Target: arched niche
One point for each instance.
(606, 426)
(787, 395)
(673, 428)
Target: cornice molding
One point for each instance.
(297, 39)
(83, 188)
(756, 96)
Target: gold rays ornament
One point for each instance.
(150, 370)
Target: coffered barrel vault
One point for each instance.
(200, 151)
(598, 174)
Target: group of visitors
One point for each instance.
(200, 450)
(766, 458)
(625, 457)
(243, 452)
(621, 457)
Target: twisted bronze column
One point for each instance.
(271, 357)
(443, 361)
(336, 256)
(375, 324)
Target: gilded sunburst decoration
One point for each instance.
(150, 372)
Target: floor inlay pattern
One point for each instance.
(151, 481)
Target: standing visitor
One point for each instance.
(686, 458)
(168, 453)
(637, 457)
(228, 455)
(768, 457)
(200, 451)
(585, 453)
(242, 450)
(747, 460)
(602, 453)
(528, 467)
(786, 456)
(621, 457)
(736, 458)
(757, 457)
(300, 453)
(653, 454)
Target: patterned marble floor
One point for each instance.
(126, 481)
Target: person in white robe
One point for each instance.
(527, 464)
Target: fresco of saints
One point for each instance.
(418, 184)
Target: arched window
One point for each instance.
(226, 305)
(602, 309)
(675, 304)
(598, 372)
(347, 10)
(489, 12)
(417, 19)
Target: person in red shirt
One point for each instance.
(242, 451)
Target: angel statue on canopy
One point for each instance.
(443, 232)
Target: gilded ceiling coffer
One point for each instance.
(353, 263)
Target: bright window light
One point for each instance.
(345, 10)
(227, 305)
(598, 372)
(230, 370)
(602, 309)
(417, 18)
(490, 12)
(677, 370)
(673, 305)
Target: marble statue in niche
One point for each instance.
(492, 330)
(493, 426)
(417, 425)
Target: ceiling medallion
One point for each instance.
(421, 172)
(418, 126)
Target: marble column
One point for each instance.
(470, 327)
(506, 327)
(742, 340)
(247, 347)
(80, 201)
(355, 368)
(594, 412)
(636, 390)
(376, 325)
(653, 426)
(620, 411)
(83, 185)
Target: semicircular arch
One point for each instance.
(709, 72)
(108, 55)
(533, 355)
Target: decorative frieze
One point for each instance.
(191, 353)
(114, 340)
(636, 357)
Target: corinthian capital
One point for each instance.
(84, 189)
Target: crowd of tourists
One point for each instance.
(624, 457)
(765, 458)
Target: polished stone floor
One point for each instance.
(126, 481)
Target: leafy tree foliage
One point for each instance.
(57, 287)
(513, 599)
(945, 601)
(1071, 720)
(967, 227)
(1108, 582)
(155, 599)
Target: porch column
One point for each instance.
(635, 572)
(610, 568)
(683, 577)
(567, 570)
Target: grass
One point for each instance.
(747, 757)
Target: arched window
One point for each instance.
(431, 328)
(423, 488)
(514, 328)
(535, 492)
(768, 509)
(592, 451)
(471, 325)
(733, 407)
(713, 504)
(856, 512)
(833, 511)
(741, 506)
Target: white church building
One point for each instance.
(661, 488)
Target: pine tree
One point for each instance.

============================================================

→ Task to carry out: Copy the material above, replacing every "arched window" with "round-top window" and changing nothing else.

→ Output:
Target: arched niche
One point for each instance.
(606, 426)
(787, 395)
(673, 428)
Target: cornice molding
One point for each instance.
(297, 39)
(83, 188)
(756, 96)
Target: gold rays ornament
One point for each instance.
(150, 370)
Target: coffered barrel vault
One point for each instance.
(200, 151)
(598, 174)
Target: group of visitors
One point for each instance.
(200, 450)
(766, 458)
(625, 457)
(243, 452)
(621, 457)
Target: twisted bronze column
One point for each instance.
(271, 357)
(443, 361)
(336, 256)
(375, 324)
Target: gilded sunburst decoration
One point for each instance.
(150, 372)
Target: floor inlay pattern
One point for each instance.
(151, 481)
Target: standing visitor
One point for each instance.
(686, 458)
(168, 453)
(637, 457)
(228, 455)
(768, 457)
(200, 451)
(585, 453)
(242, 450)
(747, 460)
(602, 453)
(528, 467)
(786, 456)
(621, 457)
(736, 458)
(757, 457)
(300, 453)
(653, 454)
Target: patterned marble floor
One point for each instance.
(126, 481)
Target: person in white robe
One point for each instance.
(527, 464)
Target: fresco of saints
One point for each instance.
(418, 184)
Target: round-top window
One point for each instance.
(226, 305)
(602, 309)
(675, 304)
(598, 372)
(347, 10)
(489, 12)
(417, 19)
Target: person in red shirt
One point for each instance.
(242, 451)
Target: angel statue on canopy
One point for each instance.
(443, 232)
Target: gilded ceiling coffer
One point for each instance.
(353, 263)
Target: bright window light
One point for each instance.
(345, 10)
(227, 305)
(598, 372)
(230, 370)
(602, 309)
(417, 18)
(490, 12)
(677, 370)
(673, 305)
Target: marble statue in niche
One point for each instance.
(492, 330)
(493, 426)
(417, 425)
Target: ceiling medallion
One point for each instance.
(421, 172)
(418, 126)
Target: marble column
One point for each instance.
(470, 327)
(506, 327)
(742, 340)
(247, 347)
(80, 201)
(355, 368)
(594, 412)
(636, 390)
(376, 325)
(653, 426)
(620, 411)
(83, 185)
Target: semicircular arch
One point for each instance.
(709, 72)
(108, 55)
(533, 355)
Target: decorative frieze
One point for each instance.
(191, 353)
(114, 340)
(636, 357)
Target: corinthian capital
One point for each instance.
(84, 189)
Target: crowd of tourists
One point for each instance.
(624, 457)
(765, 458)
Target: polished stone floor
One point for each instance.
(126, 481)
Target: leafy tree foliage
One point for each instance.
(57, 287)
(513, 599)
(945, 601)
(1071, 720)
(967, 227)
(1108, 582)
(155, 599)
Target: porch column
One point for each instance.
(635, 572)
(610, 568)
(683, 577)
(567, 570)
Target: grass
One point for each instance.
(747, 757)
Target: round-top window
One point for each instance.
(431, 328)
(423, 488)
(514, 328)
(535, 492)
(768, 509)
(592, 451)
(471, 325)
(733, 407)
(713, 504)
(856, 512)
(833, 511)
(741, 506)
Target: white church building
One point for each instance.
(661, 488)
Target: pine tree
One point for each instance.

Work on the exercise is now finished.